** Start **

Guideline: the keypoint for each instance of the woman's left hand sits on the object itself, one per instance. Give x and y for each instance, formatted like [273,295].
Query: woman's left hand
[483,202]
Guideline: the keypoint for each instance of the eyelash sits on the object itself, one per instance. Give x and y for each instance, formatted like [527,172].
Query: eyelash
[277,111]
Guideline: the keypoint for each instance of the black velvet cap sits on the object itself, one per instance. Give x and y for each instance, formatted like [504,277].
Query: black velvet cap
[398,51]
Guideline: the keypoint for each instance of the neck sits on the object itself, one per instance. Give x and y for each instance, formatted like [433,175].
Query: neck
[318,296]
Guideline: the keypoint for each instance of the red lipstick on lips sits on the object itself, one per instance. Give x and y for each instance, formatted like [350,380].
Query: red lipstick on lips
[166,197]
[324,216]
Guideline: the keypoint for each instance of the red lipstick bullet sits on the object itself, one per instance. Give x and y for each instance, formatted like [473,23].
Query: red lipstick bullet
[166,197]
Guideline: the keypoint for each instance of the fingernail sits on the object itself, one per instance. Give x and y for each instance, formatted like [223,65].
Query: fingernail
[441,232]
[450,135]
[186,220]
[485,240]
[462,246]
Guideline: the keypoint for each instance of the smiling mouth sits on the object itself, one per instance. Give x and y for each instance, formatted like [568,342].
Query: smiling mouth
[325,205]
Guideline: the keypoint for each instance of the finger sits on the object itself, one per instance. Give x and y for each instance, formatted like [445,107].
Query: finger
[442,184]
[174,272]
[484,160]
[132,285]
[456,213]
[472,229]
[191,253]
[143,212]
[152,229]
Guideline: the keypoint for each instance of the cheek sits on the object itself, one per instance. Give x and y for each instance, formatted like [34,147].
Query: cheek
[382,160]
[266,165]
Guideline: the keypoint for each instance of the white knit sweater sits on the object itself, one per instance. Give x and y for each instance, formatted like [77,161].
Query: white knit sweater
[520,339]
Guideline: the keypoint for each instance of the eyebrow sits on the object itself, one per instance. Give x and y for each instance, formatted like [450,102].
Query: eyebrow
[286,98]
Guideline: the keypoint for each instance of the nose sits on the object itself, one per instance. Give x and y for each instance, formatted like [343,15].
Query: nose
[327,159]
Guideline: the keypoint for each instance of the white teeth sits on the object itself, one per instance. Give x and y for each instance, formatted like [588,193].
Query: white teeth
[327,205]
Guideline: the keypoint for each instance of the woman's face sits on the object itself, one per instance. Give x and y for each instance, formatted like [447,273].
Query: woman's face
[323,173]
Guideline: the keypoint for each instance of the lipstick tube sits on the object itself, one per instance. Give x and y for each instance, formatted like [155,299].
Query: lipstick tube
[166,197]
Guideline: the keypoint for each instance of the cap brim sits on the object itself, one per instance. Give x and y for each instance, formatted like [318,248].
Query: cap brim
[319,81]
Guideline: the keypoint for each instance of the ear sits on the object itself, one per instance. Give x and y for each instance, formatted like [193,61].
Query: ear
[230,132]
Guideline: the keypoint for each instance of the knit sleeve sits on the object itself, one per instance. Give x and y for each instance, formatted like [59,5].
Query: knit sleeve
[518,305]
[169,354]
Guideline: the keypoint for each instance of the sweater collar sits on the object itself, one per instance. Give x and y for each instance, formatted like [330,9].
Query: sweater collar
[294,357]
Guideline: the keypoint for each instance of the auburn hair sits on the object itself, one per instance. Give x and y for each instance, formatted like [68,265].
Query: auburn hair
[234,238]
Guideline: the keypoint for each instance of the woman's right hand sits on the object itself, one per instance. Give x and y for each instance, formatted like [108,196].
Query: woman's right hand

** End **

**TASK INSTRUCTIONS**
Reproduce word for word the stretch of the records above, from the line containing "Guideline: the keypoint for each instance of the ear" through the last line of the records, including both of those lines.

**EXERCISE RESPONSE**
Guideline: the keypoint for each instance of the ear sits on the object itself, one per instance. Give x and y for each instance, formatted like [193,61].
Query: ear
[230,132]
Guideline: the keypoint for each instance of the knit sleeve sits on the object itself, one per instance. Give x and y for each instance, formatted like [59,5].
Query: knit sleeve
[518,305]
[169,354]
Guideline: the keypoint for each instance of the sweater collar sits on the object itself, one per instance. Give x and y for each instance, formatted like [330,9].
Query: sweater collar
[294,357]
Guideline: the keypoint for each instance of the auburn hair sits on the object itself, one per instance. Give x and y for each instance, formatted like [68,265].
Query: auburn hair
[234,238]
Guideline: the keypoint for each instance of the woman's right hand sits on the object itself, one per instance. Give x and y for each instance, formatted like [108,196].
Query: woman's right hand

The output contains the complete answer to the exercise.